» SOURCE EXTRACT
Before there was Bio2RDF, there was Neurocommons, and we have had the
same goal all along. However none of the efforts we have seen have
done justice to serving up ontology terms, not working through what it
means to serve OWL. So I agree that Ontobee is a great step. BTW, view
source for the RDF. Ontobee adopts the design we worked early in the
Neurocommons effort, which is pretty much a direct implementation of
what was stated as a goal of the semantic web stack. If a machine does
a get on the resource, you get a document meant for machine use. If
you view it in a browser, you see something helpful.

>
>> So the Foundry is already in the process of making all of the OBO
>> available as linked ontology data. I would suggest other groups join
>> this effort rather than setting out to duplicate and add confusion by
>> having a parallel set of identifiers for the same set of entities.
>
> I think you and I have always had a difference of opinion about the
> relative benefits and difficulties of a non-unique URI Linked Data
> sphere. It is great to have a freely accepted single effort on a
> single goal, but disjoint communities need to be Free/Open to explore
> other value-added options in my opinion. Where we know another URI for
> an item Bio2RDF always attempts to refer back to it in some
> semantically useful way.

» GOALS
a) In the forum extract, why does the writer quoted with a double mark suggest that other groups join the Foundry's effort instead of starting their own? Answer in one to three sentences.
b) Answer these questions from the forum extract:
(i) What existed before Bio2RDF?
(ii) Under the design Ontobee adopts, what does a machine get when it does a get on the resource?
(iii) What does Bio2RDF attempt to do when it knows another URI for an item?

» DATA EXTRACT

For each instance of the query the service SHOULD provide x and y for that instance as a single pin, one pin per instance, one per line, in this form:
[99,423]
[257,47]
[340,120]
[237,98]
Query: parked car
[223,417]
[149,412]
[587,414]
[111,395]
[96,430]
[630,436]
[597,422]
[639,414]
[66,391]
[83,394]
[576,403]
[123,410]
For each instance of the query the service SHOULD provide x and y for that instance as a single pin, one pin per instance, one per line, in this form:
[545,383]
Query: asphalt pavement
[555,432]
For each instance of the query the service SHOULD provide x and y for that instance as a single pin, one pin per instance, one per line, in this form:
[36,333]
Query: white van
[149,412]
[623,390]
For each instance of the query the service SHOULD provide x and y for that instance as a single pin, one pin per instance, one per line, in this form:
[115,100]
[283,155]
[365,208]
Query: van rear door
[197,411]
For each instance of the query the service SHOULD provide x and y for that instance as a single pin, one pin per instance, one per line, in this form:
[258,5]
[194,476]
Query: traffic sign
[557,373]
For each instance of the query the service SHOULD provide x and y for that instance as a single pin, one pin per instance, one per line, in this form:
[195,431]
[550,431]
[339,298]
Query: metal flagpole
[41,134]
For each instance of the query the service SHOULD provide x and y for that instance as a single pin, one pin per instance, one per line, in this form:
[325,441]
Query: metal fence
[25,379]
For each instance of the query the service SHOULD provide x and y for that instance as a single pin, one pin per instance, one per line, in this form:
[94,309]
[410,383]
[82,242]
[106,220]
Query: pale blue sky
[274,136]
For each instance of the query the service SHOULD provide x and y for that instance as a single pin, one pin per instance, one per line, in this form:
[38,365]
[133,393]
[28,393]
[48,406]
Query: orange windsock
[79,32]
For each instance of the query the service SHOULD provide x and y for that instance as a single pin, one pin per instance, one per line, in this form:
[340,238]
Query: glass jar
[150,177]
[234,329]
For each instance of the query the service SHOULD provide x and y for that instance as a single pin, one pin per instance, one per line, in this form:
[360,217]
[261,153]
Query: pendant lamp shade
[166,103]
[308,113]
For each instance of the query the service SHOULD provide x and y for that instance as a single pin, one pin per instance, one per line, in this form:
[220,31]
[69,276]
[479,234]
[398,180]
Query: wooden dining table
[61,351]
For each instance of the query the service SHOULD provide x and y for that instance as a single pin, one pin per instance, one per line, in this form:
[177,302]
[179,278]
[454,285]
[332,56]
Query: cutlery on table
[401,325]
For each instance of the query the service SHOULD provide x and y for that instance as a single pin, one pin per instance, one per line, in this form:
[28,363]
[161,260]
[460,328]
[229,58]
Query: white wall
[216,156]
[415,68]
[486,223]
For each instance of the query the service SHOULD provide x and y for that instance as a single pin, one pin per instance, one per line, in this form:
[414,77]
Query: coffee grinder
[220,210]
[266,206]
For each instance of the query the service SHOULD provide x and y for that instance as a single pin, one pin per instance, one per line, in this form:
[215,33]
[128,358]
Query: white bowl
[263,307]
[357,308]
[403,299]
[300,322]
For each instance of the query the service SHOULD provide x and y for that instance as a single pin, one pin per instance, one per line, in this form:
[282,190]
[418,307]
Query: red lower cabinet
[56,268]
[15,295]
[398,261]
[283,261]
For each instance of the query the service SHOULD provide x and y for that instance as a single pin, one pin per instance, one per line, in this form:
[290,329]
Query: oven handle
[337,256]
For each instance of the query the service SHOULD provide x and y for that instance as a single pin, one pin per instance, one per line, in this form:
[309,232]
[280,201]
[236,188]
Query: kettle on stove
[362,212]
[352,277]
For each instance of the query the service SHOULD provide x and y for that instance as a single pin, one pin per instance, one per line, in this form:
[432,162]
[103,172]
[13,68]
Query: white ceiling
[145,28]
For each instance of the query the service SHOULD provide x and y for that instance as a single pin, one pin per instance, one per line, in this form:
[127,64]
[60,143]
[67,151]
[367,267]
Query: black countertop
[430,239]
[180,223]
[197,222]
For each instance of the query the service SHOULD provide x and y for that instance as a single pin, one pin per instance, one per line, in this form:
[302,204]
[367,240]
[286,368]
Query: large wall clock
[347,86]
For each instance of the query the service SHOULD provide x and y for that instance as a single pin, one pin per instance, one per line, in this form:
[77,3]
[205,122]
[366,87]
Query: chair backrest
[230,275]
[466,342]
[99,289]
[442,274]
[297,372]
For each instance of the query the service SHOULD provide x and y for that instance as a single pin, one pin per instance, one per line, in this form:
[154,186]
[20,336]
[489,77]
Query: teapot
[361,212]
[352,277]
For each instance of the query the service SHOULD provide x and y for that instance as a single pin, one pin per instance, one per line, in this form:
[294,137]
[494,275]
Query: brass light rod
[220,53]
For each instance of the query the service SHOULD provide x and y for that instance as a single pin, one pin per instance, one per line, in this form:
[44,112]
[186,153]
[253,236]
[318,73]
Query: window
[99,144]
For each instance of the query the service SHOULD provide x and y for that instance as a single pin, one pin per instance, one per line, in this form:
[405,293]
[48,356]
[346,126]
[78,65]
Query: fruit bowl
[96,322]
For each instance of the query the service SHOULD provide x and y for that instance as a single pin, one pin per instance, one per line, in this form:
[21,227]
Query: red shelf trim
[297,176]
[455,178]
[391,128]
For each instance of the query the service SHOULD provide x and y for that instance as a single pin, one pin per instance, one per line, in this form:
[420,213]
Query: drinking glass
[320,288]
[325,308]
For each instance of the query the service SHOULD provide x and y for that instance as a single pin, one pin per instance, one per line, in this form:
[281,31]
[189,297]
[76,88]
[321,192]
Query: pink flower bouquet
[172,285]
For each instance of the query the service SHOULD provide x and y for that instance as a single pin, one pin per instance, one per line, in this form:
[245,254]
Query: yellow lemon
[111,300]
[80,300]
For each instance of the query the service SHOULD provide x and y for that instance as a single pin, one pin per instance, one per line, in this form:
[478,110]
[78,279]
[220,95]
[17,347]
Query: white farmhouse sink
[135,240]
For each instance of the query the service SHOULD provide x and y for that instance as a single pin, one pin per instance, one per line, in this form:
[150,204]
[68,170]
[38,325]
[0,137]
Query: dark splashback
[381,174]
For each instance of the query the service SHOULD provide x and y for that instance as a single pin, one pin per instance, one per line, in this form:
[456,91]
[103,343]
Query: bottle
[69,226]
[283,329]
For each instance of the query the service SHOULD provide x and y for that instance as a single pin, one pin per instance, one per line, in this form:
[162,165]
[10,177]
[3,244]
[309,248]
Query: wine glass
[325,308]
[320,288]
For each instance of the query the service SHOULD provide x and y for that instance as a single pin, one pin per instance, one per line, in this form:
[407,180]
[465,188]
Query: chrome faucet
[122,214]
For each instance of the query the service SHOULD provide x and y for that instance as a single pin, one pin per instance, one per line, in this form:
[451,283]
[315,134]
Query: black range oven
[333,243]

» FULL ANSWERS
a) Starting a separate effort would duplicate the work. It would also add confusion, because there would be a parallel set of identifiers for the same set of entities.

b)
(i) Neurocommons.
(ii) A document meant for machine use.
(iii) It attempts to refer back to that URI in some semantically useful way.